-- start --
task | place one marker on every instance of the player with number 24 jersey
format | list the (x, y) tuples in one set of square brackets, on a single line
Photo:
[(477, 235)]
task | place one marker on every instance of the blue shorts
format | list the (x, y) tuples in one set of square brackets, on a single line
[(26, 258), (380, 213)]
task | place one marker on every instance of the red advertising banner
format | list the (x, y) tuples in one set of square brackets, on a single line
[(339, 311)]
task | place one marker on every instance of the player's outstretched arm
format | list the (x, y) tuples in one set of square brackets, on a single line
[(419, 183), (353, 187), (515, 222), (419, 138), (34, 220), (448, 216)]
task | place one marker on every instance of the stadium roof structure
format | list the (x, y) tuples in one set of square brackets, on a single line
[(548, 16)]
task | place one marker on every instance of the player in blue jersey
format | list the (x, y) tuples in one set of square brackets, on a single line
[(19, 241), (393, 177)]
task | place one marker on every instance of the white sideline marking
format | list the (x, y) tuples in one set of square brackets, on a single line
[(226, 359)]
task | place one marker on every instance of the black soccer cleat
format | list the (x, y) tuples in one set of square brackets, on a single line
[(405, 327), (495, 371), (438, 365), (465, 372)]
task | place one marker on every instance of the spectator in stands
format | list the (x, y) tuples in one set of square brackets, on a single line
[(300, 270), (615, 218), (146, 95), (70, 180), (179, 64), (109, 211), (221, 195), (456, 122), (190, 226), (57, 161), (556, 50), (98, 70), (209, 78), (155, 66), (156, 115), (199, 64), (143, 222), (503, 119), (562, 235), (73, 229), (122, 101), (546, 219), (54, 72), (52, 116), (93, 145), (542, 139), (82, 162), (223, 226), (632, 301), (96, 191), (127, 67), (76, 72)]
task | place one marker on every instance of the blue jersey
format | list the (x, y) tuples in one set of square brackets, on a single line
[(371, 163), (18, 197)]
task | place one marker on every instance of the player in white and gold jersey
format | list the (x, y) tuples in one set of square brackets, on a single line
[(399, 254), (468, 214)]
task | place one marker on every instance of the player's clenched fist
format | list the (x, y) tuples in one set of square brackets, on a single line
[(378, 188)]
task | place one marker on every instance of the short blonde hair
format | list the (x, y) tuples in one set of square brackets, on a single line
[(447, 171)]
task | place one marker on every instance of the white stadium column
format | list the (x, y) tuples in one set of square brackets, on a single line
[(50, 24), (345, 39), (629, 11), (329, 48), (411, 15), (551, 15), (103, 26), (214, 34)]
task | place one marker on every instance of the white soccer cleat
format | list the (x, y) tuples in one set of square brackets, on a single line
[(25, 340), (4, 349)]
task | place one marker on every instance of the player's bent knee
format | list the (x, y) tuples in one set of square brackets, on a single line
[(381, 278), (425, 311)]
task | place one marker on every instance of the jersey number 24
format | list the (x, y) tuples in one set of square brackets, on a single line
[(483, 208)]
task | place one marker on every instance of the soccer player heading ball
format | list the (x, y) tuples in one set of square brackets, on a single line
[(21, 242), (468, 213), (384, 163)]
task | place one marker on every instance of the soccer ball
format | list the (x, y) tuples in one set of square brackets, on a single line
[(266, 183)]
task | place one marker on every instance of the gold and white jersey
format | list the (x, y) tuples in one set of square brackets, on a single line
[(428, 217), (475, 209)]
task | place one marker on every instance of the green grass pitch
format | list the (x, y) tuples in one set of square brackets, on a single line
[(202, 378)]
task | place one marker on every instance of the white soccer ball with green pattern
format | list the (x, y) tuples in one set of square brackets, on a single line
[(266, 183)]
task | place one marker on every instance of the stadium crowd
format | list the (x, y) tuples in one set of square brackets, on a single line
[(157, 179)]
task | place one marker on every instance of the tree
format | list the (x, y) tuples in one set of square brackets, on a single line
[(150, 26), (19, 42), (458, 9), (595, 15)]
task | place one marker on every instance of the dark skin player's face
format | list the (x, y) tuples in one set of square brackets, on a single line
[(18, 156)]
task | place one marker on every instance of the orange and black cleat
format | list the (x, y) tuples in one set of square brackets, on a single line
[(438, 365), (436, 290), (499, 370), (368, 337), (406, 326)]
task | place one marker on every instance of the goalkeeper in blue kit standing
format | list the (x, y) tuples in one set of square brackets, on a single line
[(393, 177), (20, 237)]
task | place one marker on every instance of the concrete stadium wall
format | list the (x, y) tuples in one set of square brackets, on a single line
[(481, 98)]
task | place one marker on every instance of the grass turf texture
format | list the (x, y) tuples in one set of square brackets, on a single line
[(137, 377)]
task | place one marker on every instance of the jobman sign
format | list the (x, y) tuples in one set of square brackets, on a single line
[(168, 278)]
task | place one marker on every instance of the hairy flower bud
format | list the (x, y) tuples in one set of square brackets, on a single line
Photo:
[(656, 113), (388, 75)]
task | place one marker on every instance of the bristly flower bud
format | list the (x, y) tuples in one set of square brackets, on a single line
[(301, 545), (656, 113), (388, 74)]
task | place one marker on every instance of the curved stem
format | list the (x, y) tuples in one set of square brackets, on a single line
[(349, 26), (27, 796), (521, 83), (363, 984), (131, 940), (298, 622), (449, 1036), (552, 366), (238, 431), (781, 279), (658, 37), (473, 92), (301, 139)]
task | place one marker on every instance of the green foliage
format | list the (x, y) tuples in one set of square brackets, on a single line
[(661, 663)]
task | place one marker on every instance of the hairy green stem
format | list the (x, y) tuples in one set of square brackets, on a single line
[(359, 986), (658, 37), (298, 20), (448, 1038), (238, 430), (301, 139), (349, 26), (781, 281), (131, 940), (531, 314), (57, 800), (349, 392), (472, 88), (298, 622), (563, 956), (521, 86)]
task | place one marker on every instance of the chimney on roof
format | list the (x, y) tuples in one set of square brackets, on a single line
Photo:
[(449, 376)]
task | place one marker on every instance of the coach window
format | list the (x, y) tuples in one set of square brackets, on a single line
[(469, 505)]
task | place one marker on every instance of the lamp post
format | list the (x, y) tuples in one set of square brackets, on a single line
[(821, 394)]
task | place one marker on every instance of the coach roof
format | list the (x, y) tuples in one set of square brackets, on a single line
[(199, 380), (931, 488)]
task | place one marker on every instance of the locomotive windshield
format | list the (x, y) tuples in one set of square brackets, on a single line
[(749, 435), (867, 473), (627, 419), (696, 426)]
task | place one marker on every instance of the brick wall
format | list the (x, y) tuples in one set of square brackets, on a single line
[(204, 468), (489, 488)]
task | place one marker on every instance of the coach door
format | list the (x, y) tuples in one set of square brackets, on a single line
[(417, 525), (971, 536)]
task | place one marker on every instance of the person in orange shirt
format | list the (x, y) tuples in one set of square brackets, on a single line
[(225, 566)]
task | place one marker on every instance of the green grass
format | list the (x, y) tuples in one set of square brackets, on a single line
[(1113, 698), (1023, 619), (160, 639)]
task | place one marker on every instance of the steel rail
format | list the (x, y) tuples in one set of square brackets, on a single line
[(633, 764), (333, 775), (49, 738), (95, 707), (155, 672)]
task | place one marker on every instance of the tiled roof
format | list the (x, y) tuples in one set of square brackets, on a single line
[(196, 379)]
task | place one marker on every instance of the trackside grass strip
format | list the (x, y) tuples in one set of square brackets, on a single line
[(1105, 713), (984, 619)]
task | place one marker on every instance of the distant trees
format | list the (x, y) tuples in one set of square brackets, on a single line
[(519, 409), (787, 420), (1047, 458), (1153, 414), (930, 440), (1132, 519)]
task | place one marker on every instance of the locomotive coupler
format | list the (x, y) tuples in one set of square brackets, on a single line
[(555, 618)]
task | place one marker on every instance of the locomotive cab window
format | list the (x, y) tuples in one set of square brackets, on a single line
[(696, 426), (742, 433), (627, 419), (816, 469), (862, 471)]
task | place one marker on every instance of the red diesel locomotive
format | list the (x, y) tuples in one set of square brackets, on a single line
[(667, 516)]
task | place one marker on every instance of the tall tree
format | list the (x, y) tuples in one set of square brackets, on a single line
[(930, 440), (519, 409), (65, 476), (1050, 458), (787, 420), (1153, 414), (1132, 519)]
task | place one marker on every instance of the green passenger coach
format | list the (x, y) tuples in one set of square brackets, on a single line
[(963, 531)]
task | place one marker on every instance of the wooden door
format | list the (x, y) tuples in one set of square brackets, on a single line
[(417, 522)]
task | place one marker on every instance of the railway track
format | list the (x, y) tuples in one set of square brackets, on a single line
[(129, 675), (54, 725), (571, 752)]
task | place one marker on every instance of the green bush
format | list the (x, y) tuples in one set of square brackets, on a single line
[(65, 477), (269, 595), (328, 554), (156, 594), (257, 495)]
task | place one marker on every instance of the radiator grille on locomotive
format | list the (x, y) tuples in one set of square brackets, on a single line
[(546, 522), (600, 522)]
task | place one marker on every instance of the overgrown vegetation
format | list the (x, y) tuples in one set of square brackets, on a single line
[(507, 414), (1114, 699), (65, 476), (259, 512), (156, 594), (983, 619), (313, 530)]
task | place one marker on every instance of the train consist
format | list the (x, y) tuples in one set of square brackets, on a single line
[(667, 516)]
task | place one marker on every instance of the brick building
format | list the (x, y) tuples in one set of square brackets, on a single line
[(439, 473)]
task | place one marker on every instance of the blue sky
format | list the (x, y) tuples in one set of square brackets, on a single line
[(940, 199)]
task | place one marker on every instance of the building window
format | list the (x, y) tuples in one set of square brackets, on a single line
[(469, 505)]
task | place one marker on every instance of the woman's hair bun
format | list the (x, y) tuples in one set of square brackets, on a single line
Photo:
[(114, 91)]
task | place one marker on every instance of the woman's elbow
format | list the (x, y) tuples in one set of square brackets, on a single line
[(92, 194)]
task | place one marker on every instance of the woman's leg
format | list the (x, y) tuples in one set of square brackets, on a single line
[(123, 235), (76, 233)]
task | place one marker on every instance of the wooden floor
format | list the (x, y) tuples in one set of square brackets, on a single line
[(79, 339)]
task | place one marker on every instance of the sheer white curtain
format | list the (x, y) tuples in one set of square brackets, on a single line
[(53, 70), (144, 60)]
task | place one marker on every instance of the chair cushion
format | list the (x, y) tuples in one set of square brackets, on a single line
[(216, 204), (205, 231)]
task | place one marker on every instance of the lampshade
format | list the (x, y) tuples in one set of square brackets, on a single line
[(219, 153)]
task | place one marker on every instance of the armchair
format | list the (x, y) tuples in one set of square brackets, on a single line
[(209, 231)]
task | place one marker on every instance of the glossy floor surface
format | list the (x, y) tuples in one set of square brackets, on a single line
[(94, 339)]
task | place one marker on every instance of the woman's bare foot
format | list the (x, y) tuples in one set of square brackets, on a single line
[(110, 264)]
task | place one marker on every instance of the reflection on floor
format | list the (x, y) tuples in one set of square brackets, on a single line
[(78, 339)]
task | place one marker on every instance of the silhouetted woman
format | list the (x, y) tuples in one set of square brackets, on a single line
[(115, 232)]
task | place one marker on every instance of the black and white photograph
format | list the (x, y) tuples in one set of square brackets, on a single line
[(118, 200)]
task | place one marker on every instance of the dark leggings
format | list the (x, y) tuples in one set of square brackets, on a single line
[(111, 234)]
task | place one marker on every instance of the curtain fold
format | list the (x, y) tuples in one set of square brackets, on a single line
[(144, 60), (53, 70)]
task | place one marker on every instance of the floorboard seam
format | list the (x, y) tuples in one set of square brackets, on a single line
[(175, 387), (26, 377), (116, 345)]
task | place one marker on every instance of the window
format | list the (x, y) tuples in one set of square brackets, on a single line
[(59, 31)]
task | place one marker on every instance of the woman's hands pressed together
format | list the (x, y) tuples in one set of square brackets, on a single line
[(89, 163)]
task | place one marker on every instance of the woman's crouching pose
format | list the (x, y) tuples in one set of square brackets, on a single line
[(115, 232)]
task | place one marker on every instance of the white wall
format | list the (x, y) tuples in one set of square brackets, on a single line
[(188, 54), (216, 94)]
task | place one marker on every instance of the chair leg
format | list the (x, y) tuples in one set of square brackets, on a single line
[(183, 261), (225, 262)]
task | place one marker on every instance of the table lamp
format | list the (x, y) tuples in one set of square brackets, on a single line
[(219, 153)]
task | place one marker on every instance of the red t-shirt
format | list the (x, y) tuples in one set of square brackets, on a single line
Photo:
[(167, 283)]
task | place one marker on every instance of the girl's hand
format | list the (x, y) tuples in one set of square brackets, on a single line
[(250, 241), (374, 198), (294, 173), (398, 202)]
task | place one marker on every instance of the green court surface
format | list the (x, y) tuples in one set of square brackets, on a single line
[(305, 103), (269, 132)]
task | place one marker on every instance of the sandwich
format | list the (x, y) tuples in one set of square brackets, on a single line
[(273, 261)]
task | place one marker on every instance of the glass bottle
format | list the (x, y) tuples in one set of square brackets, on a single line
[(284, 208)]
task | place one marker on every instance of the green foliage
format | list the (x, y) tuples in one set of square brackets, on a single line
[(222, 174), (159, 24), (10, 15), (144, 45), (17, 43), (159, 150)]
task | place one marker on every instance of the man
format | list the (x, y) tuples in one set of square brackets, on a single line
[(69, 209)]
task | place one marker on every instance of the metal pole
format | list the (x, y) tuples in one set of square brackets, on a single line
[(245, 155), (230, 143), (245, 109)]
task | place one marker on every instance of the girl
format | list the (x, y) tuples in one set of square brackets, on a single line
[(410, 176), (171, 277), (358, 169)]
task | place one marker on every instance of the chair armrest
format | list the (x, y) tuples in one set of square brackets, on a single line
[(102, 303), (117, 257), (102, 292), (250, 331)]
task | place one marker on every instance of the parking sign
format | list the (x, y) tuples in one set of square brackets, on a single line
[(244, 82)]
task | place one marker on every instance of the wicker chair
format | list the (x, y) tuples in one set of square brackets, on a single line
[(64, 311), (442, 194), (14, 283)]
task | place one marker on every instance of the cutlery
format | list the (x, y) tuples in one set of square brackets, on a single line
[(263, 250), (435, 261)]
-- end --
Exercise prompt: From the listing above, reproduce word for word everything from the line containing "task | place one marker on every instance of the jersey" down to the line containing "[(483, 208)]", including both of those lines.

Answer to the problem:
task | place one marker on every instance of the jersey number 24
format | list the (x, y) tuples in one set of square brackets, on a single line
[(483, 208)]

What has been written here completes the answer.